Records provided:
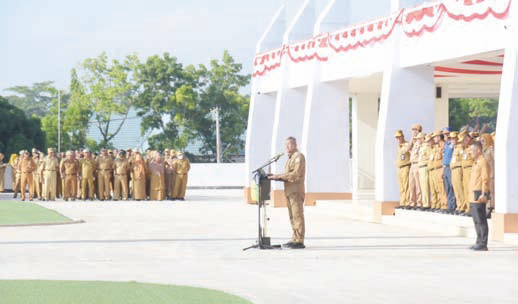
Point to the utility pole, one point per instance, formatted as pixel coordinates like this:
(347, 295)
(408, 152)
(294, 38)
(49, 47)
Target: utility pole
(59, 121)
(218, 137)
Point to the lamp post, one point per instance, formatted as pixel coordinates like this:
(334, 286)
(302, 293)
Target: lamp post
(59, 121)
(216, 110)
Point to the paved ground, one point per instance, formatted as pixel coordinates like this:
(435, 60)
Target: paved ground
(199, 242)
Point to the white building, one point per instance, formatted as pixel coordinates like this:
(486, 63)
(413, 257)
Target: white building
(406, 63)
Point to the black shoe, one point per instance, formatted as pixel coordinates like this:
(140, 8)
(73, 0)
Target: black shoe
(288, 244)
(480, 247)
(297, 246)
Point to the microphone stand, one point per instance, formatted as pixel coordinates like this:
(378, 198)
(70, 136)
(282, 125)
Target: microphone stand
(259, 174)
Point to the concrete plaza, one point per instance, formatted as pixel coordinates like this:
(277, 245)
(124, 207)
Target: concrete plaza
(199, 243)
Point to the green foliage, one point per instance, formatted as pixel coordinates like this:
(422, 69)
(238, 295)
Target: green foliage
(473, 112)
(33, 100)
(105, 89)
(17, 132)
(158, 103)
(218, 86)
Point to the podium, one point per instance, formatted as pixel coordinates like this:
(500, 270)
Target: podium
(260, 193)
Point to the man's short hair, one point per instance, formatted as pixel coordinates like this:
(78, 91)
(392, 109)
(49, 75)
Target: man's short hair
(477, 144)
(291, 138)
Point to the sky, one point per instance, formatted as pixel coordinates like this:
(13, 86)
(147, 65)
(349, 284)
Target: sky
(43, 40)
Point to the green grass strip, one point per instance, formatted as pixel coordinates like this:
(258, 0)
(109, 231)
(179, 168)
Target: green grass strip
(23, 213)
(95, 292)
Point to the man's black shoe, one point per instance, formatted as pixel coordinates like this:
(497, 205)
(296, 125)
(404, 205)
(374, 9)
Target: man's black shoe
(287, 245)
(480, 247)
(297, 246)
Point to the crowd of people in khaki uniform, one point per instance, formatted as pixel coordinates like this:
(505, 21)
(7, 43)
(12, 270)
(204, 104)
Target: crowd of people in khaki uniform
(111, 175)
(448, 172)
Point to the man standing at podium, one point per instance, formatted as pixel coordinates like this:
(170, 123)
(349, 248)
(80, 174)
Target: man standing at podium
(293, 177)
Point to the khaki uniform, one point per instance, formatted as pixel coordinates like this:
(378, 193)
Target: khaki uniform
(138, 179)
(13, 165)
(69, 169)
(414, 187)
(181, 167)
(456, 176)
(2, 176)
(489, 156)
(403, 165)
(294, 176)
(434, 193)
(424, 158)
(26, 167)
(50, 168)
(87, 173)
(467, 166)
(169, 178)
(157, 182)
(37, 180)
(120, 172)
(441, 202)
(18, 176)
(104, 167)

Description of the task: Reproduce every entry exactly, but omit each picture.

Expected answer:
Point to the utility pole, one point per instance, formatted as pixel coordinates like this:
(347, 295)
(408, 152)
(294, 38)
(49, 47)
Target: utility pole
(59, 121)
(218, 137)
Point to the lamp post, one point per instance, formatted as pixel coordinates like this:
(334, 286)
(302, 293)
Target: lamp post
(59, 121)
(216, 110)
Point to the paved ground, one point per instance, formatted as pixel coordinates like this:
(435, 60)
Target: paved ground
(199, 242)
Point to the white building, one point per instance, formatted as pixel coordinates like this:
(486, 63)
(413, 257)
Target: white building
(406, 63)
Point to the black shoe, one point per instance, formatted as pixel coordinates like this:
(140, 8)
(73, 0)
Target: black shoe
(288, 244)
(480, 247)
(297, 246)
Point to the microphone stand, one point per instance, formatted as pixel coordinates like this:
(378, 198)
(70, 136)
(282, 125)
Target: microphone stand
(259, 174)
Point to the concrete plaza, one point per instance, formatted as pixel coordinates like this:
(277, 245)
(124, 207)
Target: concrete plaza
(199, 243)
Point to the green foliage, one point per instance, formatted as pixel coordinates like this:
(422, 69)
(238, 295)
Target: green foliage
(473, 112)
(33, 100)
(105, 89)
(17, 132)
(158, 103)
(218, 86)
Point to the podium, one point per instance, formatted as pixel coordinates like this:
(500, 270)
Target: podium
(260, 193)
Point to the man's short hair, one point per instance, formatted as pixel coordinates like this:
(78, 91)
(392, 109)
(49, 75)
Target: man's short hair
(477, 144)
(291, 138)
Point to the sky, one point per instance, formatted as pixel coordinates like this:
(13, 86)
(147, 65)
(349, 284)
Target: sky
(43, 40)
Point to the green grass strip, one point per instance, formatted as pixel coordinates like this:
(258, 0)
(109, 231)
(179, 168)
Target: green grass strip
(23, 213)
(95, 292)
Point to the man's black shoe, one point per instance, formatted as pixel coordinates like this:
(497, 205)
(296, 125)
(404, 205)
(374, 9)
Target: man's black shoe
(287, 245)
(480, 247)
(297, 246)
Point to the crowd of people in khaki uniform, one point per instance, formatted as pixel coordinates like this:
(505, 21)
(7, 43)
(12, 270)
(204, 104)
Target: crowd of people in khaki uniform
(111, 175)
(448, 172)
Point to the man standing at podium, one point per instance, formatted as pixel coordinates like this:
(170, 123)
(349, 248)
(80, 174)
Target: man standing at podium
(293, 177)
Point to the khaki uniform, one point per instance, formatted as pixel coordinates like this:
(378, 193)
Target: khaki uniform
(138, 179)
(13, 165)
(69, 169)
(414, 187)
(181, 167)
(456, 176)
(2, 176)
(489, 156)
(403, 165)
(294, 176)
(434, 193)
(424, 158)
(26, 167)
(50, 168)
(87, 173)
(467, 166)
(169, 178)
(157, 182)
(37, 180)
(120, 172)
(441, 202)
(18, 176)
(104, 167)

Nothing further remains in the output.